Tugas 1
Kutip dari artikel tentang Freeport seluruh teks mulai dari "Relasi antara Indonesia" terus sampai ke "seluas 61.000 hektar.", tanpa mengubah satu kata pun.

Kutipan Sumber
_ _ _ _
Menantang Freeport

Syaprin Zahidi

Oleh :
M. Syaprin Zahidi, MA
Dosen Pada Prodi Ilmu Hubungan Internasional Universitas Muhammadiyah Malang

Relasi antara Indonesia dan  PT Freeport bisa dikatakan menjadi satu relasi yang cukup panjang karena dalam sejarah Republik ini, PT Freeport merupakan perusahaan asing pertama yang menandatangani kerjasama pertambangan dengan pemerintah Indonesia yang dikenal dengan Kontrak Karya (KK) tepatnya pada tahun 1967 berdasarkan UU Nomor 11 tahun 1967 tentang ketentuan pertambangan. Kontrak Karya yang diteken pada masa-masa awal pemerintahan Soeharto itu berisi pemberian izin eksklusif kepada PT Freeport untuk melakukan kegiatan eksplorasi di wilayah pertambangan Ertsberg dengan luas wilayah 10 km persegi. Pasca pemberian izin tersebut Pemerintah Indonesia kembali memberikan izin eksplorasi tambahan kepada PT Freeport di atas wilayah seluas 61.000 hektar.
Pada tahun 1991, PT Freeport kembali menandatangani Kontrak Karya baru dengan Pemerintah Indonesia yang berlaku selama 30 tahun dengan dua kali perpanjangan 10 tahun yang artinya Kontrak Karya Freeport diIndonesia baru akan berakhir pada tahun 2041. Namun, Freeport paling lambat sudah harus mengajukan izin perpanjangan kontrak karya pada tahun 2019 karena pada tahun 2021 Kontrak Karyanya sebelum dua kali perpanjangan 10 tahun tersebut akan habis masa berlakunya. Menyiasati hal tersebut Pemerintah Indonesia pada tahun 2009  mengeluarkan UU No. 4/2009 mengenai pertambangan mineral dan batubara yang mewajibkan seluruh perusahaan tambang di Indonesia untuk mengubah jenis konrak usaha ke Izin Usaha Pertambangan Khusus (IUPK) dan menyepakati poin-poin renegoisasi.
_ _ _ _
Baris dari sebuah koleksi
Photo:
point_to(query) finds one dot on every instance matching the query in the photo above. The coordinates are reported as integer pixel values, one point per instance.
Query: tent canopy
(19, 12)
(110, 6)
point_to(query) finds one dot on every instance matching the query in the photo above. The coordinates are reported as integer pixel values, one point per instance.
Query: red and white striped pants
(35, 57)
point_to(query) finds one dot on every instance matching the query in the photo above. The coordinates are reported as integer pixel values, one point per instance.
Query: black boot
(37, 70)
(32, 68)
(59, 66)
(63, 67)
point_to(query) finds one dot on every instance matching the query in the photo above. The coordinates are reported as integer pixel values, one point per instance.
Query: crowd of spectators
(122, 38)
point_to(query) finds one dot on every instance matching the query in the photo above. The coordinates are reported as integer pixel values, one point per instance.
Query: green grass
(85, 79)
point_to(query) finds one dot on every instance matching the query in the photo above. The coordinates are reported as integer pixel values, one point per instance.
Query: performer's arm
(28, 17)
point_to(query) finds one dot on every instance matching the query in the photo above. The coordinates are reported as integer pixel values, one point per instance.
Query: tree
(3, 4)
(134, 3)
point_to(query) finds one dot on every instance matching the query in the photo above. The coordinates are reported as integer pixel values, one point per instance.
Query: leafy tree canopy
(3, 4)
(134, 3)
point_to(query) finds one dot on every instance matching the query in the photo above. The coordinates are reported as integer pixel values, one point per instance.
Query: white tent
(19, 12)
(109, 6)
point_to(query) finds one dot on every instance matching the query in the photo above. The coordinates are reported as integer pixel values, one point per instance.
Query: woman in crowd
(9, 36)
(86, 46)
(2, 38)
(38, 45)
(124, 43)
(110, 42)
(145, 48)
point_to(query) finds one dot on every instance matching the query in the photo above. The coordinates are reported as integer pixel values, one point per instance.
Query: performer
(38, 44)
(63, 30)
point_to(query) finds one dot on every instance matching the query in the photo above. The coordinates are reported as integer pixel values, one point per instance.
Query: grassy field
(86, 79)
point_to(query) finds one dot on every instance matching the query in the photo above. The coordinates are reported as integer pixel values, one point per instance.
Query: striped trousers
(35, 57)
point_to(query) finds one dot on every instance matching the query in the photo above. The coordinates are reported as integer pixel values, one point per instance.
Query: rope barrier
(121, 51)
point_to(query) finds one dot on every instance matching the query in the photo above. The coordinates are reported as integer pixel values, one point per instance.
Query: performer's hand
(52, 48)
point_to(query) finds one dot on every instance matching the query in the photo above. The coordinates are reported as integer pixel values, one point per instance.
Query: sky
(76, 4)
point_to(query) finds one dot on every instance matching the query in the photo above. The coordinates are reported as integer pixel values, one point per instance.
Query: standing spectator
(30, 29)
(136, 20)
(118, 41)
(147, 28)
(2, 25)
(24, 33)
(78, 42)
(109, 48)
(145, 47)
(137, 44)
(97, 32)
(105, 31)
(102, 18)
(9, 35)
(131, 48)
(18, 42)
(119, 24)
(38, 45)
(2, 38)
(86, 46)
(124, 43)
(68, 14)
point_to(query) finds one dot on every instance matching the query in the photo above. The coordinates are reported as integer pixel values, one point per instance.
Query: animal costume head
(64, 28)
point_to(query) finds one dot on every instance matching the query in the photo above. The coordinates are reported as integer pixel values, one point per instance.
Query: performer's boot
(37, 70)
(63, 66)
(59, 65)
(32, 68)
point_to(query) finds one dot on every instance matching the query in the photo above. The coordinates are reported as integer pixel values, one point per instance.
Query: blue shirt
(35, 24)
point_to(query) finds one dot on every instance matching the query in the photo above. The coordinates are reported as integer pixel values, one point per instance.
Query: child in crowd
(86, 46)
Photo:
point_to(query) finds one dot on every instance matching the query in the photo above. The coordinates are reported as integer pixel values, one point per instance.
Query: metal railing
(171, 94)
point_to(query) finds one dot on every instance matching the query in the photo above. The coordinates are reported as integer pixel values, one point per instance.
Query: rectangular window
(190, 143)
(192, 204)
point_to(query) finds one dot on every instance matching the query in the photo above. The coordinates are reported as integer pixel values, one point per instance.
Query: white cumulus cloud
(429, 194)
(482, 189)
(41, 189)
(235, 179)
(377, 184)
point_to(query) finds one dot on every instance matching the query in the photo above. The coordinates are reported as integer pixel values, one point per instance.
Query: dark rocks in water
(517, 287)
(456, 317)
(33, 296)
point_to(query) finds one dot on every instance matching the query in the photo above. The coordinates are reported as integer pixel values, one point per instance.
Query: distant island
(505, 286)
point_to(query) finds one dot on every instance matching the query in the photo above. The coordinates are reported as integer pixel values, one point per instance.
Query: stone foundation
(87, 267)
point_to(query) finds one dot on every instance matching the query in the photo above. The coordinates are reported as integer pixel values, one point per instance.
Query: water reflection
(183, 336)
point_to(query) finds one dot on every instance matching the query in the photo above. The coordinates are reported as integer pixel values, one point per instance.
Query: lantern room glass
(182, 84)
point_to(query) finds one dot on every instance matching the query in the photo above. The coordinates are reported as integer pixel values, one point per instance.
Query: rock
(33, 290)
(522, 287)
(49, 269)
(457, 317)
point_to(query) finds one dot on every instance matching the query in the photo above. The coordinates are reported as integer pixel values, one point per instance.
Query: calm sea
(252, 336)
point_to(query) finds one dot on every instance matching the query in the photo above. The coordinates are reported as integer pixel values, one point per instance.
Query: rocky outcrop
_ _ _ _
Tugas 2
Tampilkan setiap baris yang memuat kata "performer", dengan memperhatikan perbedaan huruf besar dan kecil.

Penyelesaian 1
Relasi antara Indonesia dan  PT Freeport bisa dikatakan menjadi satu relasi yang cukup panjang karena dalam sejarah Republik ini, PT Freeport merupakan perusahaan asing pertama yang menandatangani kerjasama pertambangan dengan pemerintah Indonesia yang dikenal dengan Kontrak Karya (KK) tepatnya pada tahun 1967 berdasarkan UU Nomor 11 tahun 1967 tentang ketentuan pertambangan. Kontrak Karya yang diteken pada masa-masa awal pemerintahan Soeharto itu berisi pemberian izin eksklusif kepada PT Freeport untuk melakukan kegiatan eksplorasi di wilayah pertambangan Ertsberg dengan luas wilayah 10 km persegi. Pasca pemberian izin tersebut Pemerintah Indonesia kembali memberikan izin eksplorasi tambahan kepada PT Freeport di atas wilayah seluas 61.000 hektar.

Penyelesaian 2
Query: performer's arm
Query: performer
Query: performer's hand
Query: performer's boot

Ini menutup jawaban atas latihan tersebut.